> Reading text
★ ★ ★ ★ ★ ★ ★

# Like my band on Facebook and get a free download of our new EP.



## captainbrew (Feb 5, 2010)

All you have to do is like my band on Facebook and then PM me with your email address and I'll email you a link to download our newly released EP.
We're trying to get more likes to increase our chances or getting a spot in this year's Ottawa Bluesfest.


https://www.facebook.com/oldstereoband



Thanks!

Shaun - Old Stereo


----------



## gtone (Nov 1, 2009)

Sorry man - got out of FB when they got all Big-Brother-ish on everyone. Good luck though!


----------



## keto (May 23, 2006)

gtone said:


> Sorry man - got out of FB when they got all Big-Brother-ish on everyone. Good luck though!


Another curmudgeon chiming in here :sSig_ImSorry: to crap in your thread, but I think you'll find a lot (maybe even a majority?) of the members here don't have FB accounts.

I understand why you want the 'likes' though, best of luck getting into the Festival!!!


----------



## mario (Feb 18, 2006)

keto said:


> Another curmudgeon chiming in here :sSig_ImSorry: to crap in your thread, but I think you'll find a lot (maybe even a majority?) of the members here don't have FB accounts.
> 
> I understand why you want the 'likes' though, best of luck getting into the Festival!!!



Yes...me too. But I wish the OP and your band the best of luck.


----------



## captainbrew (Feb 5, 2010)

Thanks guys. I can't blame you for staying away from Facebook. 
Unfortunately it's a must have for all bands out there to spread the word.


----------



## Shaun Letang (Jun 28, 2013)

captainbrew, there are Facebook fan gates out there that allow you to do this thing automatically, so when someone likes your page they're automatically redirected to a page where they can download whatever it is you're offering. You may want to look into it to save you doing it all manually. 

I also agree that Facebook's important to have, as it is a cheap way of advertising yourself compared to a lot of other media forms. I can see why may have left though, it's hard going from 'free' to '10% free, 90% paid'...

★ ★ ★ ★ ★ ★ ★

> Entries supplied

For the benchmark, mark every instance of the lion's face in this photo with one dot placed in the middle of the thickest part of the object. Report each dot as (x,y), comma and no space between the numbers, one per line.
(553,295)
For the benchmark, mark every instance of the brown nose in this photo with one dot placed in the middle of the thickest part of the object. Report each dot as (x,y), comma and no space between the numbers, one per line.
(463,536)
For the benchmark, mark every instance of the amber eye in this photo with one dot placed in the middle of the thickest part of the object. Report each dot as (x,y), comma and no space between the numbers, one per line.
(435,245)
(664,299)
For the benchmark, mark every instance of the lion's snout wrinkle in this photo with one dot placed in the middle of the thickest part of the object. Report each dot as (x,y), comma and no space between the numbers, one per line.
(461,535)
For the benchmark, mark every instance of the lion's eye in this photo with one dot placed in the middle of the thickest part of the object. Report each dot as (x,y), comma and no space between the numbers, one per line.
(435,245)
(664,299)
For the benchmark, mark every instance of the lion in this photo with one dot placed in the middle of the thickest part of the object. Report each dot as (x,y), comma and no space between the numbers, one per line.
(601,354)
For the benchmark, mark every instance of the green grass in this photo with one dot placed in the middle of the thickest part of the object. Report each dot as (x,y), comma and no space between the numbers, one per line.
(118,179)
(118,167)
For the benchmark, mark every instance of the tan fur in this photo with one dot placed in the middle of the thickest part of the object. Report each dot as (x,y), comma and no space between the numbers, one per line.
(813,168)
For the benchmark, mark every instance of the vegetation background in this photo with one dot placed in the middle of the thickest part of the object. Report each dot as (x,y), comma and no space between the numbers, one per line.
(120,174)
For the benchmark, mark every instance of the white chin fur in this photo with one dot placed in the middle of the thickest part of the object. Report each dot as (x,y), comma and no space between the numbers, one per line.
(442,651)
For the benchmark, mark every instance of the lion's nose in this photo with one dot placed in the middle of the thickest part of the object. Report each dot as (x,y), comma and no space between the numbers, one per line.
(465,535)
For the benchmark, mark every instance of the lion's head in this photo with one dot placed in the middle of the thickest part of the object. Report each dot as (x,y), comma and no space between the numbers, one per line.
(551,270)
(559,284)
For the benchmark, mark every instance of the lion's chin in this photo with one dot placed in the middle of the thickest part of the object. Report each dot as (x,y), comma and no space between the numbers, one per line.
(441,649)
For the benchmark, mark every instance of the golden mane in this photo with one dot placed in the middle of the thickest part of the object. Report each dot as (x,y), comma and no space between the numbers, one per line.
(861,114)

★ ★ ★ ★ ★ ★ ★

> Required work
1) Answer these questions about the forum thread:
(a) Which festival is the band hoping to get a spot in?
(b) After liking the band's page, what should people send captainbrew by PM?
(c) What does Shaun Letang suggest looking into so the downloads don't have to be handled manually?
2) Reproduce the part of the forum thread between "## Shaun Letang" and "free, 90% paid'...", inclusive.

> Solutions for each task
1)
(a) This year's Ottawa Bluesfest.
(b) Their email address.
(c) Facebook fan gates.

2)
## Shaun Letang (Jun 28, 2013)

captainbrew, there are Facebook fan gates out there that allow you to do this thing automatically, so when someone likes your page they're automatically redirected to a page where they can download whatever it is you're offering. You may want to look into it to save you doing it all manually. 

I also agree that Facebook's important to have, as it is a cheap way of advertising yourself compared to a lot of other media forms. I can see why may have left though, it's hard going from 'free' to '10% free, 90% paid'...